WASHINGTON TERRACE -- A Bonneville High School student is hoping to bring more awareness to the importance of organ donation.
Jordan Little, a junior and vice president of DECA, a student leadership organization, has asked two organ-transplant recipients to speak to students during a Jan. 19 assembly she hopes will bring about an organ donor awareness day at the school as declared by city councils.
"This project is called 'Be a Hero, Save a Life, Be an Organ Donor,' " she said.
"I would really like for this to be an ongoing event, so the students can plan things on organ donor awareness day to bring about more awareness. I'm hoping the South Ogden and Washington Terrace city councils will appoint us our own awareness day."
Jordan said the idea came about because Bonneville teacher Ralph Andersen lost his 20-year-old son, Rex, last year while waiting for a double lung and liver transplant. Rex's brother, James, has cystic fibrosis and will one day need a transplant.
"I didn't know Rex really well, but James is a friend of mine," Jordan said.
"I just want more people to know about the importance of being a donor so James doesn't have to die waiting for a transplant. I really don't think a lot of people are aware of the importance of it."
During the assembly, Mykel Ramsey, 20, of West Haven, and Ryann Proctor, 21, of Riverton, will speak about their experiences. Both received kidneys.
"When I was 2 years old, I was diagnosed with focal segmental glomerulosclerosis (FSGS)," Ramsey said. "By the age of 4, both of my kidneys were removed and I was put on dialysis until I received a kidney that same year. In fact, it was my dad's birthday, Dec. 23, 1996. Within 36 hours of the transplant, the disease had returned, and I spent a lot of time in and out of the hospital."

### Dataset content
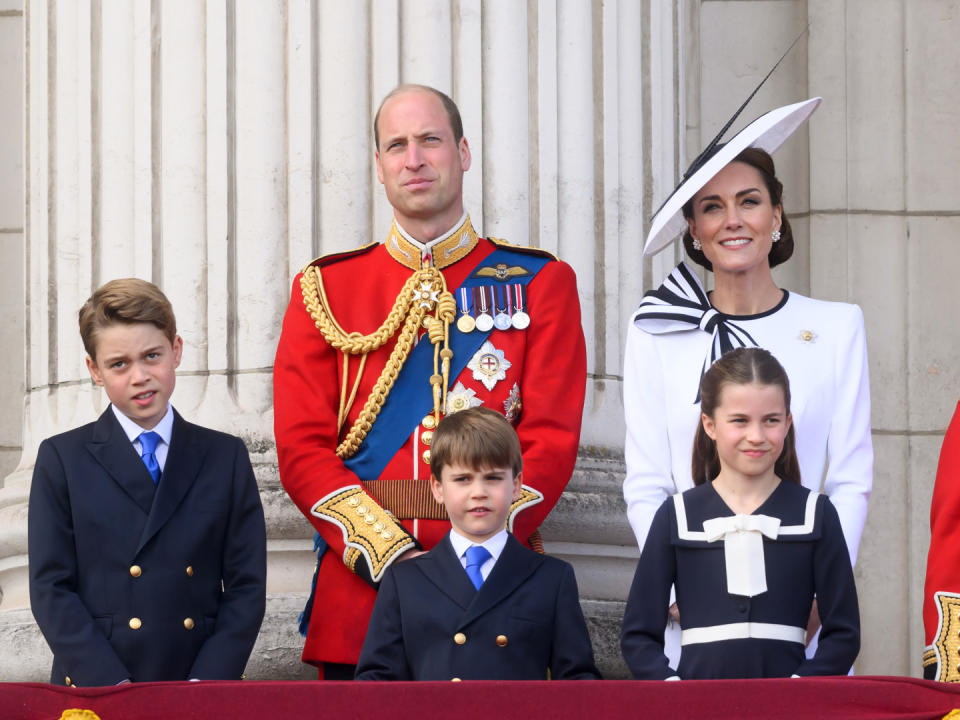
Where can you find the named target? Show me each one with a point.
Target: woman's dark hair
(742, 366)
(783, 248)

### List of tasks
A. Please copy the organ donation article word for word, everything from "Jordan said the" down to "need a transplant.".
B. In the organ donation article, what disease was Mykel Ramsey diagnosed with at 2 years old?
C. Continue the organ donation article from its last sentence onward.

### Answers for each item
A.
Jordan said the idea came about because Bonneville teacher Ralph Andersen lost his 20-year-old son, Rex, last year while waiting for a double lung and liver transplant. Rex's brother, James, has cystic fibrosis and will one day need a transplant.

B. Focal segmental glomerulosclerosis (FSGS).

C.
FSGS is a disorder in the blood-filtering parts of the kidneys called the glomeruli, according to the National Kidney Foundation. These filters eventually scar and no longer function correctly.
During her junior year at Fremont High School, Ramsey was told her kidney was failing and she was again put on the transplant list. On July 15, 2009, she received a second kidney transplant.
"They told me there was an 80 percent chance the disease would quickly return, but it's been two and a half years, and so far I'm in the clear," she said.
Ramsey, who works at Washington Heights Church and Lindquist Field, where the Ogden Raptors play, hasn't let her illness and the side effects of her medication slow her down.
She went on a church mission to Guatemala last year and plans to attend Weber State University later this year.
"I hope people will realize the great need there is out there for organ transplants," Ramsey said. "I would just ask them to get involved and see if they can help another person. I'm really grateful for my transplants. It hasn't been easy.
"I have to take pills for the rest of my life, and the side effects include insomnia and restless leg syndrome, but I'm alive and I thank God for that every day."